# Work to complete:
Please extend the passage on the 2004 election exit polls, picking up right after its final sentence.

** Start of Document section **

And yet a few hours after the exit polls were showing a clear Kerry sweep,
as the computerized vote numbers began to come in the vote count
mysteriously turns and the election is called for Bush. The odds on one
state switching the next morning from Kerry to Bush "are about one in one
hundred. For four, it's a virtual statistical impossibility. Add the fact
that not one, not four, but TEN of eleven swing states showed drastic shifts
from Kerry to Bush and you enter the realm of, well, a stolen election."
Fitrakis and Wasserman, 10/18/05, Why Can't the Left Face the Stolen
Elections of 2004 & 2008
The media, lacking the responsibility and the curiosity of your average
second grader, reported that all the exit polls were somehow mistaken or
just wrong. Dick Morris, the infamous political consultant to the first
Clinton campaign who became a Republican consultant and Fox News regular,
wrote an article for the Hill on 11/04/2004 in which he noted:
"Exit Polls are almost never wrong.....This was no mere mistake. Exit polls
cannot be as wrong across the board as they were on election night. I
suspect foul play."

** End of Document section **
** Start of Data excerpts **

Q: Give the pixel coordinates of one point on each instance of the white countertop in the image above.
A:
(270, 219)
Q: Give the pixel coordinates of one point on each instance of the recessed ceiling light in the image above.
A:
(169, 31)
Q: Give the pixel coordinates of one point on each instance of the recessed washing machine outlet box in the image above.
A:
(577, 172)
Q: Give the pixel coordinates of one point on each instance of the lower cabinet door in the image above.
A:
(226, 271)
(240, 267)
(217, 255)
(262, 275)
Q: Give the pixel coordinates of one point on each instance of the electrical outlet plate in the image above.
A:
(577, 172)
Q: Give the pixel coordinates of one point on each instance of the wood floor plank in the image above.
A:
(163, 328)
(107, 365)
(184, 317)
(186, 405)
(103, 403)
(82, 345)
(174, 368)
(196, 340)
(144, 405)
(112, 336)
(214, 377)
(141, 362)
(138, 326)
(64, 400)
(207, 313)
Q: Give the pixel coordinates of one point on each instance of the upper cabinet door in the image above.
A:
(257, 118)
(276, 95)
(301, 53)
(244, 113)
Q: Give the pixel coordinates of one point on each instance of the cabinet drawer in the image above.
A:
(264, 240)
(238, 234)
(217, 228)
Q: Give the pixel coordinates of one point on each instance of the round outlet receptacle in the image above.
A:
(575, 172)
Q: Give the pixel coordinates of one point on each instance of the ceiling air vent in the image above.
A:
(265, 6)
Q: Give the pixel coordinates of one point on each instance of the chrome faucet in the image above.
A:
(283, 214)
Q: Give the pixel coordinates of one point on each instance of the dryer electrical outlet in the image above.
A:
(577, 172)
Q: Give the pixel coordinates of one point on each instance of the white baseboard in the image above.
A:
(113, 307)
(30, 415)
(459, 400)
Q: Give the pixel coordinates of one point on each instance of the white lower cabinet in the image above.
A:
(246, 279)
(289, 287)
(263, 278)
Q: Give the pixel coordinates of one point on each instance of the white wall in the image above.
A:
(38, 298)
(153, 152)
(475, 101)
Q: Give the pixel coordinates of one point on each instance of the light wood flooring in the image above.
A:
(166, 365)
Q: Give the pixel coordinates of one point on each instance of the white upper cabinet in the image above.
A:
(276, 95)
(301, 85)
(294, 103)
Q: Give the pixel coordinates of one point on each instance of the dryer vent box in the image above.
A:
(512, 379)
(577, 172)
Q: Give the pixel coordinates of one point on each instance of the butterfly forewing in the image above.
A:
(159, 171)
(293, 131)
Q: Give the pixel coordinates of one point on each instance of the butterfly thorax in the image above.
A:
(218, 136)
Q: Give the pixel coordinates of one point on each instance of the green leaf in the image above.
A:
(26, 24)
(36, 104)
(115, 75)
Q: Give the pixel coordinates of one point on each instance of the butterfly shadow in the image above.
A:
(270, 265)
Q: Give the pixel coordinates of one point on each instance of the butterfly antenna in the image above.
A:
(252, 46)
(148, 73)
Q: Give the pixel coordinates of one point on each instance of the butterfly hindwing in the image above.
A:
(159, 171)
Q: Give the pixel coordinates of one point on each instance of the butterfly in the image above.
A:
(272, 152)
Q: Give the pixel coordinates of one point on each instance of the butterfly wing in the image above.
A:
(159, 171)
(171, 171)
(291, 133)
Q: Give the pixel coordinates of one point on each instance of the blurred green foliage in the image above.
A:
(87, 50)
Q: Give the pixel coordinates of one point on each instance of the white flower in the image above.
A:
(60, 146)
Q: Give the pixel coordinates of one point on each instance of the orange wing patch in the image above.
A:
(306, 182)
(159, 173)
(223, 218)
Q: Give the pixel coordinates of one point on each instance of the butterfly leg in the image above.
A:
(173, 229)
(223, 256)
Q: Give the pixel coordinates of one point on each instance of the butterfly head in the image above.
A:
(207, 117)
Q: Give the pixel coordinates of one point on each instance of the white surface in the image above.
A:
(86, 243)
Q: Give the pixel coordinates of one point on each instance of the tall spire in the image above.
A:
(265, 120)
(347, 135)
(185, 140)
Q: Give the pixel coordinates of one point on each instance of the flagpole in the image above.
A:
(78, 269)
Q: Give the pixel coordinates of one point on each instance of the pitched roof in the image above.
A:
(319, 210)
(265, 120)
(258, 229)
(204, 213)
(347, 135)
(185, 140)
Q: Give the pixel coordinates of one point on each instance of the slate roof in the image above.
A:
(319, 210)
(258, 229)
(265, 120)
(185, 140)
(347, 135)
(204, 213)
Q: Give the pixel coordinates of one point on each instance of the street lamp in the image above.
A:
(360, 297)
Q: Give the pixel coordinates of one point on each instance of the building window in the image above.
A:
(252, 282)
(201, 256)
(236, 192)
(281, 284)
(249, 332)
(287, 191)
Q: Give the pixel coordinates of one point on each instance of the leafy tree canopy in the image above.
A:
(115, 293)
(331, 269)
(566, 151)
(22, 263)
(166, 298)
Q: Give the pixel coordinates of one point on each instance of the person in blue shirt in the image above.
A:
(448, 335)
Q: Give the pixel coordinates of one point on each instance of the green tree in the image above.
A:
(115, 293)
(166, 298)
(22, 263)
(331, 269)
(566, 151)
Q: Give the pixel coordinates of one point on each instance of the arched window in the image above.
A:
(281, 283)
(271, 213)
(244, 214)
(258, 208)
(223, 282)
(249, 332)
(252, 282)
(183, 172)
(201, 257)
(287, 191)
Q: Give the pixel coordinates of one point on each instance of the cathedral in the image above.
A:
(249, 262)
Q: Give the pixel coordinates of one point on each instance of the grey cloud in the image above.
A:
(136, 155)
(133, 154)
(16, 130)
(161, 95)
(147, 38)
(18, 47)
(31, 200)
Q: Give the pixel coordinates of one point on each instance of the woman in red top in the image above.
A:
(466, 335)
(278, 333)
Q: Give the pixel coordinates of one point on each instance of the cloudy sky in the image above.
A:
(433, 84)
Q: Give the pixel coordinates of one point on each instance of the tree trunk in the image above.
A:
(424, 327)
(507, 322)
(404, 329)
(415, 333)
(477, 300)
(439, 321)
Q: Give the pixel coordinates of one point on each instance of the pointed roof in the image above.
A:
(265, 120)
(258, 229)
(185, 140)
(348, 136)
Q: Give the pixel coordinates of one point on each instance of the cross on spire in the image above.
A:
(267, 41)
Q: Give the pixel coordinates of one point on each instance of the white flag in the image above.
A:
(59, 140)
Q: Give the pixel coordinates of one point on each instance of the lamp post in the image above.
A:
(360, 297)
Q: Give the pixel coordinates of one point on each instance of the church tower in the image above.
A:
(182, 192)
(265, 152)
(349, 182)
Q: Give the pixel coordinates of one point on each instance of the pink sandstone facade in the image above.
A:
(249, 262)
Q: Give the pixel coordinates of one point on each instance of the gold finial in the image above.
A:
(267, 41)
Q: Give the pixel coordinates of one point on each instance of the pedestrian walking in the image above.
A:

** End of Data excerpts **

# Response:
University of Pennsylvania statistician Steve Freeman, Ph.D., analysed the
exit polls of the swing states of Pennsylvania, Ohio and Florida in 2004 and
concluded that the odds of the exit polls being as far off as they were are
250 million to one.
The media also failed to get back to us on the inexplicable discrepancies in
Florida in the 2000 election. Turns out the "mainstream" media's projections
had been right all along. The problem wasn't the exit polls, but the
official tallies themselves. In analyses conducted by the National Opinion
Research Center in Florida after the U.S. Supreme Court aborted the vote
recount, Gore emerged the winner over Bush, no matter what criteria for
counting votes was applied.
How could our media not have investigated the correlation, if any, between
the increased use of electronic voting systems, with their non-transparent
secret software, and the sudden demise of a half century's experience with
highly reliable exit polls? The rest of the world still considers exit polls
as the gold standard of accuracy so how is it that this phenomenon only
exists in the United States? Not only did our media fail to question such a
remarkable coincidence, but ABC, CBS, NBC, CNN, Fox and the Associated Press
have all refused to release the raw exit poll data, requested by Rep.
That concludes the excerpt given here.